*DOCUMENT TEXT:*
-- Begin --

DMA upgrade on Dynamixel Teensy 3.2 Driver

After doing some more research, I decided to jump into configuring my DARwIn-OP’s Dynamixel Teensy 3.2 Driver Prototype to get rid of the retransmitting loop code:

void loop() 
{
  if (Serial1.available())
  {
    uint8_t c = Serial1.read();
    Serial1.write(c);
  }
}

This loop just wait for a byte received by the UART and retransmit it with the same UART, which is configured with a hardware direction pin (RTS driven by the transmitter).

If I could use Teensy’s DMA (Direct Memory Access) controller to do the UART retransmission, I could empty the loop so the Teensy can be used in any other tasks without affecting the retransmission performance.

The DMA requirement is very simple:

  • To trigger a DMA request when a byte is received by the UART.
  • The DMA transfer has to be 1 byte.
  • The DMA transfer has to read from the UART DATA register (received data).
  • The DMA transfer has to write into the UART DATA register (for retransmission).
  • Do not involve the CPU in the process, no interrupt events.

-- End --

*RECORDED DATA:*
-- Begin --

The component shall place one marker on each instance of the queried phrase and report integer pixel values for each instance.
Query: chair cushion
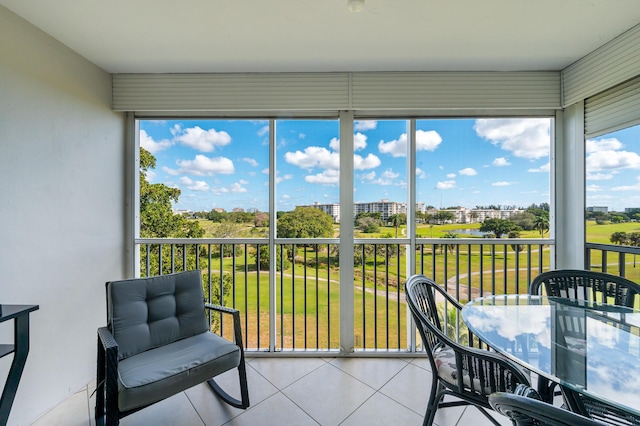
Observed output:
(161, 372)
(146, 313)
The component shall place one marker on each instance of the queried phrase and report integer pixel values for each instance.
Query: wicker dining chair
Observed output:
(597, 287)
(587, 285)
(525, 408)
(468, 373)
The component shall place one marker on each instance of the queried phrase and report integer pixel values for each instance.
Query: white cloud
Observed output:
(282, 178)
(607, 144)
(237, 187)
(600, 176)
(150, 175)
(314, 156)
(203, 140)
(542, 169)
(634, 187)
(369, 162)
(387, 177)
(612, 160)
(327, 177)
(501, 162)
(364, 125)
(447, 184)
(202, 165)
(198, 185)
(367, 176)
(250, 161)
(151, 145)
(425, 141)
(359, 142)
(525, 138)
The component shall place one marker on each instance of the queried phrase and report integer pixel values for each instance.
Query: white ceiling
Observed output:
(151, 36)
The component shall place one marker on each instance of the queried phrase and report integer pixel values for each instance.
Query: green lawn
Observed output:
(380, 321)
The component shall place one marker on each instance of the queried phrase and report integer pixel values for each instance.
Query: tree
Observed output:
(450, 234)
(157, 219)
(516, 247)
(525, 220)
(261, 219)
(541, 223)
(498, 226)
(305, 222)
(396, 220)
(368, 224)
(620, 238)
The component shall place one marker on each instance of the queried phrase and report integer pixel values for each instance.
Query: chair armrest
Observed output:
(487, 357)
(107, 340)
(107, 377)
(237, 330)
(448, 297)
(221, 308)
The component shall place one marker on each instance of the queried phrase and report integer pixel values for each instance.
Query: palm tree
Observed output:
(396, 220)
(541, 223)
(620, 238)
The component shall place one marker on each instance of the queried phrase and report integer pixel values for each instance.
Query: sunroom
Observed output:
(78, 81)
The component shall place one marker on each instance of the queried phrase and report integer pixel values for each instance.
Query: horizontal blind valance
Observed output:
(336, 91)
(615, 62)
(613, 109)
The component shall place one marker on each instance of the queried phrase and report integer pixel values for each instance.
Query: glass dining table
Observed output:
(585, 347)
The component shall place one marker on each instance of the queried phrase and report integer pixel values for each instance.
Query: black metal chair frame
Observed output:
(107, 411)
(587, 285)
(596, 287)
(525, 410)
(491, 370)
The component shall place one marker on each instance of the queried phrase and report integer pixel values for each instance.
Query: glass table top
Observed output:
(590, 348)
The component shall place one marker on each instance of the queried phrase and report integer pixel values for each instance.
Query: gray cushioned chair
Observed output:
(157, 343)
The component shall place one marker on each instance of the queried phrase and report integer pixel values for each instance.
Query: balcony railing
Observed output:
(613, 259)
(298, 307)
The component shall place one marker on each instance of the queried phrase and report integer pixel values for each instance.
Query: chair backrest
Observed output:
(587, 285)
(527, 410)
(145, 313)
(421, 299)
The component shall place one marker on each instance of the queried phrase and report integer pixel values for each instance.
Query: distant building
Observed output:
(385, 207)
(602, 209)
(465, 215)
(332, 210)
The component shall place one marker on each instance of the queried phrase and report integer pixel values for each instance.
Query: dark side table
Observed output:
(20, 348)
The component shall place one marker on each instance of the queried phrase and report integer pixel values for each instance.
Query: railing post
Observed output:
(347, 288)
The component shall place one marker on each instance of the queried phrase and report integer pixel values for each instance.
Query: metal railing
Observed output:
(613, 259)
(297, 307)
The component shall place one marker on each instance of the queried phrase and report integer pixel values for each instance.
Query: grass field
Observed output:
(308, 314)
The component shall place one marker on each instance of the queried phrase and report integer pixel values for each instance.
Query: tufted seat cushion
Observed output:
(161, 372)
(148, 313)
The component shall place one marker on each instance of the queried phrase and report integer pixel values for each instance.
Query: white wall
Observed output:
(61, 208)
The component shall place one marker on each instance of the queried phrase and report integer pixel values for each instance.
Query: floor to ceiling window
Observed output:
(612, 214)
(262, 197)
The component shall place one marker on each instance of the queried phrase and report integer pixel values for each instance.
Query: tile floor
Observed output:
(296, 391)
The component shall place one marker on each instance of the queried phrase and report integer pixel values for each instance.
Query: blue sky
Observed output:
(467, 162)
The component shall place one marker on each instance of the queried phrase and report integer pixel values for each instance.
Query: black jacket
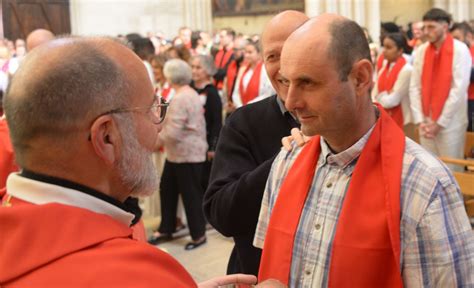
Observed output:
(248, 144)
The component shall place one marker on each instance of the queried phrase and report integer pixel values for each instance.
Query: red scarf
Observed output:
(470, 92)
(436, 77)
(251, 92)
(380, 62)
(386, 81)
(221, 60)
(366, 247)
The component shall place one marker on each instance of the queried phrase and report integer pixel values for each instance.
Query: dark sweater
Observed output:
(248, 144)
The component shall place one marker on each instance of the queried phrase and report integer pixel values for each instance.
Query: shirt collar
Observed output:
(283, 109)
(346, 157)
(40, 189)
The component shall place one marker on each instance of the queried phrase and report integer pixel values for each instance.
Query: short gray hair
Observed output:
(177, 72)
(348, 45)
(207, 64)
(58, 98)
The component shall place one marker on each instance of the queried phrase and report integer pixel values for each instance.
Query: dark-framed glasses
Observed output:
(157, 109)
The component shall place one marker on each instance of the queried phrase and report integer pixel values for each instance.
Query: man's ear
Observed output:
(362, 75)
(105, 138)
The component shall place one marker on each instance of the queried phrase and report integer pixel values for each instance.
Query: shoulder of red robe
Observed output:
(87, 249)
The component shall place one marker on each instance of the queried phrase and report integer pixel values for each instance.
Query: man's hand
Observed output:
(271, 283)
(429, 129)
(229, 107)
(233, 279)
(297, 137)
(210, 155)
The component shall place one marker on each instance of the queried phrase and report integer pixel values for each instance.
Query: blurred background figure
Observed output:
(203, 68)
(393, 81)
(254, 84)
(184, 139)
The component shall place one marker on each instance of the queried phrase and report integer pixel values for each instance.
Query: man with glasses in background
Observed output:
(79, 164)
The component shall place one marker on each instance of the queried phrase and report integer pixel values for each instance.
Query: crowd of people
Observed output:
(85, 115)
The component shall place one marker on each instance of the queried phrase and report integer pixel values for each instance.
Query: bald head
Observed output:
(38, 37)
(341, 39)
(62, 85)
(274, 36)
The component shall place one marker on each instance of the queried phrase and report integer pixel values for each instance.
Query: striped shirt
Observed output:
(436, 237)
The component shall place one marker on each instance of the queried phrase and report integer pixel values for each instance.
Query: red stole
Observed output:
(91, 242)
(232, 71)
(366, 247)
(436, 77)
(222, 58)
(7, 157)
(251, 92)
(380, 62)
(386, 81)
(470, 90)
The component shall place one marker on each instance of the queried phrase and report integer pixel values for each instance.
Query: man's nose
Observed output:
(291, 100)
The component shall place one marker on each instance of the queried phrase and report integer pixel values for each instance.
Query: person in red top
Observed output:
(86, 151)
(463, 32)
(393, 80)
(7, 158)
(224, 56)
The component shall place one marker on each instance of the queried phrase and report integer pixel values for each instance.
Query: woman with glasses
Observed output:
(254, 84)
(184, 139)
(203, 68)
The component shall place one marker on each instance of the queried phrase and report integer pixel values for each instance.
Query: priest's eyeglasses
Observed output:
(157, 109)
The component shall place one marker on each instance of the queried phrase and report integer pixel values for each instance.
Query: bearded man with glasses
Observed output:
(78, 165)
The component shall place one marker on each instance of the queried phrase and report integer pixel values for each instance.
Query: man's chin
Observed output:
(143, 192)
(309, 130)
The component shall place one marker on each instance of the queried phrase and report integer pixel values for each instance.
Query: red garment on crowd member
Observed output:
(366, 247)
(471, 86)
(253, 87)
(222, 58)
(386, 81)
(43, 249)
(379, 64)
(7, 157)
(232, 72)
(436, 77)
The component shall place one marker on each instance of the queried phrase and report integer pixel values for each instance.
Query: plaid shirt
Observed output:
(436, 237)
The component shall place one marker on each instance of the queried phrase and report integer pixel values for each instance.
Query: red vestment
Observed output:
(471, 86)
(366, 246)
(7, 158)
(436, 77)
(56, 245)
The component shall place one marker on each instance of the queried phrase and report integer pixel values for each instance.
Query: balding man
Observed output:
(438, 88)
(360, 205)
(84, 120)
(248, 143)
(7, 160)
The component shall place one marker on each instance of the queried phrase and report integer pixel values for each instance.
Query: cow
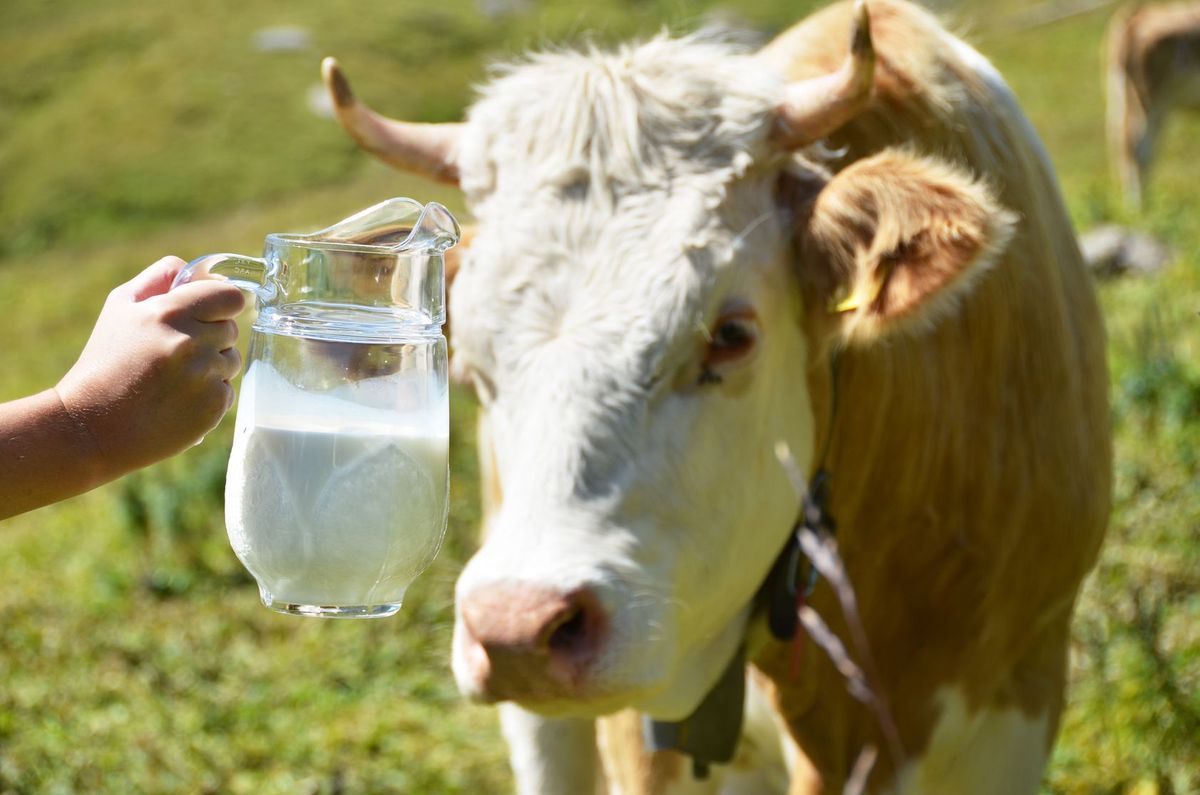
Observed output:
(689, 257)
(1152, 67)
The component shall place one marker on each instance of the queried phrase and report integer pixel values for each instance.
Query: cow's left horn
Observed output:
(814, 108)
(426, 149)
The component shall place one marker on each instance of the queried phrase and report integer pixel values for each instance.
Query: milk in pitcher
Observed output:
(330, 501)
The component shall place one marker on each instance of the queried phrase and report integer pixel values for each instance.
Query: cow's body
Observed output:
(633, 496)
(1152, 69)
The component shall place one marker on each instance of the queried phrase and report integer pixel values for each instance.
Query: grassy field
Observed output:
(133, 653)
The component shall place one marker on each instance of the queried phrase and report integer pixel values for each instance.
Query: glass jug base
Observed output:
(333, 611)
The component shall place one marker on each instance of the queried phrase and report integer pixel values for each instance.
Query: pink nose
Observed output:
(528, 643)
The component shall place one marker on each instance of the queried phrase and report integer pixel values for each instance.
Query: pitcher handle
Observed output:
(251, 274)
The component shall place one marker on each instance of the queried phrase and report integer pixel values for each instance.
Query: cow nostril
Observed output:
(570, 633)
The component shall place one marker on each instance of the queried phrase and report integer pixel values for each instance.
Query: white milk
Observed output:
(329, 502)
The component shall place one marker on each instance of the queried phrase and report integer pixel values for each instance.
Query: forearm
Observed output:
(45, 454)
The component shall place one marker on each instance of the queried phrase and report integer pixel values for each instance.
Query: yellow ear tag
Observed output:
(865, 293)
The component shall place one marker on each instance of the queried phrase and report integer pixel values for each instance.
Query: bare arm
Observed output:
(153, 380)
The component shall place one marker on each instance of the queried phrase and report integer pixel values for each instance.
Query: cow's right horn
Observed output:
(426, 149)
(814, 108)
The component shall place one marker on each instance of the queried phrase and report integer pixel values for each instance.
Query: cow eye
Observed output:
(731, 340)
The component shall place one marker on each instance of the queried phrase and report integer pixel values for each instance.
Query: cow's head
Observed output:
(657, 269)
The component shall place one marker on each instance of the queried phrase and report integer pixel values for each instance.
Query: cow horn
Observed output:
(426, 149)
(814, 108)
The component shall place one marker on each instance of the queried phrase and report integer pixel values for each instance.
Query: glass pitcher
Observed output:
(337, 485)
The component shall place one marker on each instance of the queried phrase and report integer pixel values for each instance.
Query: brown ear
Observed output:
(895, 239)
(453, 259)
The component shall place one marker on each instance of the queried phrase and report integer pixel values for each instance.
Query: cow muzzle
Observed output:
(529, 644)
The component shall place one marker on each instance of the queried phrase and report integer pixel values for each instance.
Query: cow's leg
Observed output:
(551, 755)
(633, 770)
(762, 765)
(1001, 748)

-- End --

*EXERCISE REQUIREMENTS:*
1 - Transcribe the text on the DMA upgrade for the Dynamixel Teensy 3.2 driver, everything from "This loop just" down to "by the transmitter).".
2 - Pick up the text on the DMA upgrade for the Dynamixel Teensy 3.2 driver after its last sentence and carry it on.

*RESULTS IN ORDER:*
1 -
This loop just wait for a byte received by the UART and retransmit it with the same UART, which is configured with a hardware direction pin (RTS driven by the transmitter).

2 -
Looking at the DMA capabilities of the Teensy’s ARM MK20DX256VLH7 CPU, it looked feasible, and after a few tries I got it working.

Now the retransmission has a smaller latency and a much smoother timing:

Teensy with UART DMA
Teensy with UART managed by DMA

The signals in the chart are:

  • RX into the Teensy (from Odroid’s TX).
  • TX from the Teensy.
  • Hardward Direction Pin.

The coding has a larger setup to configure the DMA and the UART (Teensy’s interrupt driven serial API is no longer useful), but the loop() function is now empty:

#define UART_TXRTSE (2)
#define UART_TXRTSPOL (4)

#define BAUD_RATE (1000000)

void setup()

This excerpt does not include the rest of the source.